Because California’s loan of over $18 billion from the federal government to cover California’s unemployment insurance claims during the COVID-19 pandemic has not been paid, employers will face a 0.3% credit rate reduction (a.k.a. rate increase) for 2025, which will be paid by employers in 2026. Similar increases were imposed for 2022 through 2024. This will bring the cumulative rate increase to 1.2%, which is the equivalent of an additional $84 per employee ($7,000 wage base × 1.2%). When combined with the standard 0.6% rate, this will be a total rate of 1.8%.
This means most employers will be paying $126 per employee next year for California employees with $7,000 or more in wages (less for those with wages under $7,000).
In addition, because the loan has been outstanding for over five years now, employers may face an additional 3.7% rate hike, referred to as a Benefit Cost Reduction (BCR) add-on. If imposed, this would amount to a total rate of 4.9%, or up to $238 per employee.
Governor Newsom has submitted a request to the U.S. Department of Labor to waive the BCR add-on; similar requests were submitted and approved in the past (2015–2017). The federal government has until November 10, 2025, to either approve or reject the waiver, which means that employers are currently in limbo as to how much they must set aside to pay for the tax next year.
We will send another Flash E-mail when a decision is made on California’s waiver request.

----------

■ WHAT TO WORK ON
Return the part of the California unemployment tax text between "Because California’s loan" and "wages under $7,000).", inclusive, copied word for word. The material that comes next was taken from a different source than the California unemployment tax text.

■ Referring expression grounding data
----------

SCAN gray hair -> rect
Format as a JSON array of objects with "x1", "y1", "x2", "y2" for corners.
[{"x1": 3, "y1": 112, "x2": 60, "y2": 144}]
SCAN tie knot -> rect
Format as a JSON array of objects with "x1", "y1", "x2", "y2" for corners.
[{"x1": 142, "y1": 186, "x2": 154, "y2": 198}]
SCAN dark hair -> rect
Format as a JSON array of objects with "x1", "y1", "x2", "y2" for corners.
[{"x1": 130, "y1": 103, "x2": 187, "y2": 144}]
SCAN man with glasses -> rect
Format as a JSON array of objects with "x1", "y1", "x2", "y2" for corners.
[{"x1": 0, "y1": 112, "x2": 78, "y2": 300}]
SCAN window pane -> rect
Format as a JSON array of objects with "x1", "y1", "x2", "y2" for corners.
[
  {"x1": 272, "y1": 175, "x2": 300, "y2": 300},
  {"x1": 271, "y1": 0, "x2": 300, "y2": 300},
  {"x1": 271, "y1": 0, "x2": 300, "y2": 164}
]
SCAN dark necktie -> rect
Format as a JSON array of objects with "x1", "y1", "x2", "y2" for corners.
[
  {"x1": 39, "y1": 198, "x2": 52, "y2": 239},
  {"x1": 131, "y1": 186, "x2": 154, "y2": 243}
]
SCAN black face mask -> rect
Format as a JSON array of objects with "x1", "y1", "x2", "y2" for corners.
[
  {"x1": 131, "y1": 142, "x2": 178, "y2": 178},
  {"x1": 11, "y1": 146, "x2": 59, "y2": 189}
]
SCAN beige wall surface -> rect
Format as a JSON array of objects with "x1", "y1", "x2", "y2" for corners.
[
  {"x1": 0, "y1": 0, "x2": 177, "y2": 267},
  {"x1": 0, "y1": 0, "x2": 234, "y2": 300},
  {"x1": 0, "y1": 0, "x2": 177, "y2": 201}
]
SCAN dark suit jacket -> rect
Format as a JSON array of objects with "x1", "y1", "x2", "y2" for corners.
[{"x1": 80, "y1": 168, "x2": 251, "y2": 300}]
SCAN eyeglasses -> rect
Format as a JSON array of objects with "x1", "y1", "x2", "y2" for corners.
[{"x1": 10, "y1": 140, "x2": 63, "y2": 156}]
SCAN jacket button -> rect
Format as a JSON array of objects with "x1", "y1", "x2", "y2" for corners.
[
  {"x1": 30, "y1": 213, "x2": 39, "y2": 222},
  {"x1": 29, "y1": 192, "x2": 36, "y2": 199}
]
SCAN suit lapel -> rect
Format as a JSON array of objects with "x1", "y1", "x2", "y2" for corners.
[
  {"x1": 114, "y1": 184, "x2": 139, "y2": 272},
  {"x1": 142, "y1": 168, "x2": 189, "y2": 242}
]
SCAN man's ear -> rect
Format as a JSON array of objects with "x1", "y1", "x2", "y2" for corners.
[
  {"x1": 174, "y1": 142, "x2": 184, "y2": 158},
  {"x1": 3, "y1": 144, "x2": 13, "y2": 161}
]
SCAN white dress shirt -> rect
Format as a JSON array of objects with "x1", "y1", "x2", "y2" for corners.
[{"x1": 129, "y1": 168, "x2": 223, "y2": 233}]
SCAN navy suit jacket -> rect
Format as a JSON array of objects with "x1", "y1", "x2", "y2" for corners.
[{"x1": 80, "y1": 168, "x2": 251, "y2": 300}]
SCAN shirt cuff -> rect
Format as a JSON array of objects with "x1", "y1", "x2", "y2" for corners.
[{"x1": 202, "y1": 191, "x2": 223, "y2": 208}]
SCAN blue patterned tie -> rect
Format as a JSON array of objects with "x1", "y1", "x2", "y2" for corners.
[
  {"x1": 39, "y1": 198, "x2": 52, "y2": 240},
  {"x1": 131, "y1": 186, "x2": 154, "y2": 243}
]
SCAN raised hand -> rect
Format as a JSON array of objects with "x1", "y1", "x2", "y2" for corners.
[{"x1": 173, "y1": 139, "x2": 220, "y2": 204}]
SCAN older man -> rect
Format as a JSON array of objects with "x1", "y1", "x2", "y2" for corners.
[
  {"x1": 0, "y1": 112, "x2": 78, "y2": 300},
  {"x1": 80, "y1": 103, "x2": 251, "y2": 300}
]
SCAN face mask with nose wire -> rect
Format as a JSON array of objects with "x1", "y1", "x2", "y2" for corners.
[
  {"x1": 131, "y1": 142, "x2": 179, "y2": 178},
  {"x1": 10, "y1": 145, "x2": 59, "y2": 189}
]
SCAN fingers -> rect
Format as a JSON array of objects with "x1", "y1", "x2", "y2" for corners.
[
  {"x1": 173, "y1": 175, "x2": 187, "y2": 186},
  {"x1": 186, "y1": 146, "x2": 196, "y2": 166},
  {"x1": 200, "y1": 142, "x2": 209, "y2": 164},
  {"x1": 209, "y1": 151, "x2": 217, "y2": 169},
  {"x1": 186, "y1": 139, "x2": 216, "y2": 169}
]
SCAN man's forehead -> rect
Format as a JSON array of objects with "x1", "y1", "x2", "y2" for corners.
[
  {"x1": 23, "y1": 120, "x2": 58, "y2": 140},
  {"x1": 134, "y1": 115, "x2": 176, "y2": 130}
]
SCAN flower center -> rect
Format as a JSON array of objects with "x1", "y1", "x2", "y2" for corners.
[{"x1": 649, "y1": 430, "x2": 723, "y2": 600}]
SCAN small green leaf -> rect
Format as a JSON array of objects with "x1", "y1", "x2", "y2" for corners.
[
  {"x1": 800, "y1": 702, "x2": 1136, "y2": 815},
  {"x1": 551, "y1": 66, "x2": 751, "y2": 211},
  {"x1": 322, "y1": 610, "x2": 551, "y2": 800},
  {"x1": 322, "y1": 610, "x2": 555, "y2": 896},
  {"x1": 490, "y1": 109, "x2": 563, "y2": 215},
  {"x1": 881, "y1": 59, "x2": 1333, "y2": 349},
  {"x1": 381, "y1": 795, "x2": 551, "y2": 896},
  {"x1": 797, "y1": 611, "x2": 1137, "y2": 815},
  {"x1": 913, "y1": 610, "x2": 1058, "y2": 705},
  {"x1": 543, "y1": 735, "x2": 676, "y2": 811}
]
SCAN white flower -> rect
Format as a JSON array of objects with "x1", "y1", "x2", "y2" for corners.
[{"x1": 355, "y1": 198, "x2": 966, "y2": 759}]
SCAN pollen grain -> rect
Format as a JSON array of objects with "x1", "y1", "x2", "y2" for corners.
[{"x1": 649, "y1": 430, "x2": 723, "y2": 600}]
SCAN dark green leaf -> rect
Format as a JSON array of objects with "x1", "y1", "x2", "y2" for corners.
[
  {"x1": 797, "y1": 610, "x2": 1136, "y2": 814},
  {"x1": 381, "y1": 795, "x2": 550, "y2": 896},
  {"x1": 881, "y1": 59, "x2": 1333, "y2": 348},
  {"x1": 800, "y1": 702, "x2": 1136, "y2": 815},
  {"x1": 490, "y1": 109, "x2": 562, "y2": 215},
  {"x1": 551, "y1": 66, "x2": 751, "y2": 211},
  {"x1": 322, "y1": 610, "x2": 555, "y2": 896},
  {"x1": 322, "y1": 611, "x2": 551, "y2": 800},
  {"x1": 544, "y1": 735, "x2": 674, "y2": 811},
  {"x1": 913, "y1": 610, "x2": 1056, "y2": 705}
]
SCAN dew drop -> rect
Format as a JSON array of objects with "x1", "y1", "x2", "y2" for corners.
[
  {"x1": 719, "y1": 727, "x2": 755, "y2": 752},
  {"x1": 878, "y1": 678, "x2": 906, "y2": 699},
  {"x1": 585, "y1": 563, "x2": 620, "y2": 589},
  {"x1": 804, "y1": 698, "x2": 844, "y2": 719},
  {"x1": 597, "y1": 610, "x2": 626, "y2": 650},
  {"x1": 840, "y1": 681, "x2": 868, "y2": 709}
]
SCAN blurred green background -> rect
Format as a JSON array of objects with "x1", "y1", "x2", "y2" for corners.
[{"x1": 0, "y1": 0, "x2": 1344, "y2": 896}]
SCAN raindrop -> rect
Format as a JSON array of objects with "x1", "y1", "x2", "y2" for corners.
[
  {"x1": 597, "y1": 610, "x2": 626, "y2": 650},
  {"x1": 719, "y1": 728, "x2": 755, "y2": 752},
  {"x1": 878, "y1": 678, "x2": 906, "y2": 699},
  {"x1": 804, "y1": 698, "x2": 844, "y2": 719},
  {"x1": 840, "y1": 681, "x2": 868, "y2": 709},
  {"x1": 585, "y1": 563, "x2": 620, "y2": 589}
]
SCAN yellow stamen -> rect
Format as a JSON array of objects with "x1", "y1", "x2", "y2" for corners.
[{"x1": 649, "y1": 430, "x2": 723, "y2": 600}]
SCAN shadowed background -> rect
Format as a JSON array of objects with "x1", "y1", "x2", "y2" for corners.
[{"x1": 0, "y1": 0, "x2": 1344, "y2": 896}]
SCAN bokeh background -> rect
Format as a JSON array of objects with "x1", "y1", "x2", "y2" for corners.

----------

■ RESPONSE TO THIS EXERCISE
Because California’s loan of over $18 billion from the federal government to cover California’s unemployment insurance claims during the COVID-19 pandemic has not been paid, employers will face a 0.3% credit rate reduction (a.k.a. rate increase) for 2025, which will be paid by employers in 2026. Similar increases were imposed for 2022 through 2024. This will bring the cumulative rate increase to 1.2%, which is the equivalent of an additional $84 per employee ($7,000 wage base × 1.2%). When combined with the standard 0.6% rate, this will be a total rate of 1.8%.
This means most employers will be paying $126 per employee next year for California employees with $7,000 or more in wages (less for those with wages under $7,000).